*ФРАГМЕНТ ДОКУМЕНТА*
____________

Спектаклем «Брехт. Швейк. Вторая мировая» в «Студии театрального искусства» открылся «сезон учеников»: режиссеры, в разные годы окончившие мастерскую Сергея Женовача в ГИТИСе, поставят спектакли в его авторском театре. Актуальная история в постановке Уланбека Баялиева стала негромким размышлением на магистральную для театра Сергея Женовача тему — о маленьком человеке в водовороте большой истории, которая не берет его в расчет. Непохожий на спектакли Женовача, «Брехт…», однако, оказался органичным сосредоточенно-горькой интонации «Студии театрального искусства».
– Ваш спектакль открывает необычный для СТИ «сезон учеников» необычным автором…
– Это ответственно и сложно. СТИ — театр моего мастера, одного режиссера, мы всегда предполагали, что так и будет, но Сергей Васильевич решил, что надо пустить в театр новую кровь. И предложил Брехта. А первый московский мой спектакль,
в Et Cetera, был по Брехту — «Барабаны в ночи». Уже прошло лет двадцать, это было интересно как вызов. К тому же это движение от раннего текста Брехта к позднему: как изменился его взгляд на человека. Обе истории немного плакатные, но в шаге от притчи, такое вот сочетание.
Сергей Васильевич понимает, что для театра Брехт сейчас необходимая фигура: артистам, чтобы развиваться, важно пройти этот путь как процесс. В русской школе актер всегда ищет «я» в предлагаемых обстоятельствах», хочет сам прожить. А Брехт предлагает нести персонаж впереди себя, играть в него, успевая удивляться происходящему с героем. Играть не шутя. Мне кажется, большие мастера всегда находили именно этот ключ, который Брехт назвал о(т)странением.
— Артисты у вас соавторы?
— Большую часть идей актер должен сам принести в свою роль. Я вообще стою на той позиции, что не надо разжевывать все до последнего кусочка, хороший артист всегда соавтор. Поэтому важно выбрать команду. Сейчас вообще такое время, когда хочется рассмотреть людей. Чем, какими темами человек живет, о чем он молчит. И процесс репетиций — это процесс узнавания друг друга.
— В вашем спектакле два главных героя — Швейк и Гитлер. Чем вам было интересно это столкновение?

____________

*ПИСЬМЕННОЕ ЗАДАНИЕ*
Продолжите интервью о спектакле «Брехт. Швейк. Вторая мировая», начав сразу после последней приведенной реплики.

____________

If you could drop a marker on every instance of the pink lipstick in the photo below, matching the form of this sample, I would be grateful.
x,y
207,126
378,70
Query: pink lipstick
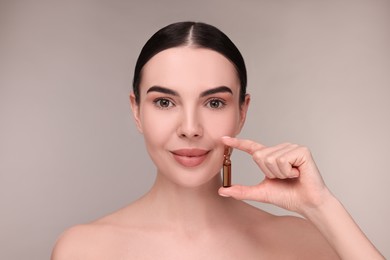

____________

*ВЕРНЫЙ ОТВЕТ*
— Пьеса достаточно условная, сюжет, что называется, не стоит выеденного яйца: один хочет мясной обед, другой хочет любви, третий собаку. Не он образует историю, а человеческая тема. Брехту важно, чтобы в финале встретились два персонажа, а все, что происходит, — возможность для артистов выговориться, поразмышлять. Как выживают люди во время войны, оккупации. Это такой замер градуса — настроения общества. И юмор начинает работать, хотя многие шутки Швейка сейчас не звучат смешно, тем более если их делать репризно. Поэтому мы просто следили за мыслью Швейка: что он думает, почему так стремится повстречать Гитлера. Не буквально стремится, но за счет его неумолкаемости, попытки осознать мир возникает этот путь. Швейк же интересен тем, что всех понимает, он и Гитлера, в принципе, не осуждает, просто говорит диктатору о фактах: нет тебе дороги ни назад, ни вперед. На мой взгляд, нет человека, который бы делал что-то во имя зла — все из благих намерений. Просто каждый — заложник своих обстоятельств и желаний. Нам всем кажется: то, что я делаю, что думаю, и есть хорошо. Но в итоге может оказаться совсем иначе.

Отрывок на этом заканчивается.